- Origin: Dunmore, Pennsylvania, United States
- Genres: Indie rock
- Years active: 1996–present
- Labels: Summersteps Records
- Members: Eric Schlittler Joe Marchegiani Justin Marchegiani Jeff Gilotti
- Past members: Thad Moyer Jeff Schlittler Ted Baird Cassie Rose (Kobeski) Jason Johnson Steve Guse Ken Stevens Psychatrone Rhonedakk
- Website: www.kidicarus1.bandcamp.com

= Kid Icarus (band) =

American indie rock band

Kid Icarus is an American indie rock group based in Dunmore, Pennsylvania, born of a solo recording project by Eric Schlittler. The band has released five full-length albums: Maps of the Saints, Be My Echo, The Metal West, Imaginary Songs & Aluminum Hits and American Ghosts.

==History==
After leaving the band Suetta, Eric Schlittler began producing cassette recordings using inexpensive home equipment.
Calling his project Kid Icarus after the 1986 Nintendo Entertainment System video game of the same name,
Schlittler recorded Maps of the Saints in 1998 and 1999. The album contained lo-fi songs in the style of Guided by Voices, as well as psychedelic tracks influenced by Roky Erickson, Scott Walker, and Syd Barrett.
Schlittler's next album, 2002's Be My Echo, included a mix of lo-fi rock and acoustic singer-songwriter music.
A remastered reissue of Maps of the Saints followed in 2003. While Schlittler continued to write and record in his home studio, Kid Icarus grew as a project to incorporate his friends and other musicians in northeastern Pennsylvania.
The Metal West, Kid Icarus's third album, was released in 2005, and marked Schlittler's first attempt at a hi-fi recording. The album featured contributions from guitarist Justin Marchegiani, bassist Ted Baird, drummer Thad Moyer, and keyboardist Chuck Keller.

=====

▶ **Directions**:
1 – Please explain in one to three sentences why, according to the Kid Icarus band history above, Eric Schlittler gave his project the name Kid Icarus.
2 – Resume the Kid Icarus band history after its final sentence, the one naming the musicians who contributed to The Metal West.

▶ **Data section**:
=====

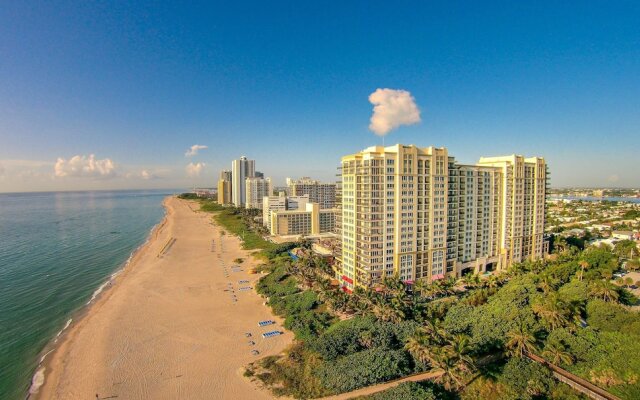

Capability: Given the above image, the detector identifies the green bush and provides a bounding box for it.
[587,299,640,336]
[317,348,412,393]
[361,382,438,400]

=====

▶ **Per-task outputs**:
1 – Eric Schlittler named his project Kid Icarus after the 1986 Nintendo Entertainment System video game of the same name.

2 –
Spin magazine writer Lane Brown compared Schlittler's vocals to Elliott Smith, and called the band "Pavement on psychedelics."
Mike Schiller of PopMatters described the album's lead track, "Beekeepers on the Edge of Town", as the "most obvious choice for a possible hit." Schiller added that the song sounded somewhat like The Hives, "if [singer] Howlin’ Pelle [Almqvist] was Dronin’ Pelle." Kid Icarus released a split 7-inch single with the band Das Black Milk in 2009.

==Current line-up==
- Eric Schlittler – guitar, vocals
- Joe Marchegiani – bass
- Justin Marchegiani – guitar
- Jeff Gilotti – drums

==Discography==
===Albums===
- 1996: The Angel Land Demos
- 1997: Try This at Home!
- 1998: Summer '98
- 1999: Maps of the Saints (re-issued 2003)
- 2002: Be My Echo
- 2005: The Metal West
- 2010: Imaginary Songs & Aluminum Hits
- 2011: American Ghosts

==EPs==
- 2003: Split ep w/ The Green Chair
- 2011: Ghost Town Feelings
- 2013: Split 12-inch w/ Cold Coffee

==Singles==
- 2009: "Kid Icarus" (released January 7)

==Videography==
===DVDs===
- 2006: Live from the Belly of a Dying City

===Videos===
- 2006: "The Murderess"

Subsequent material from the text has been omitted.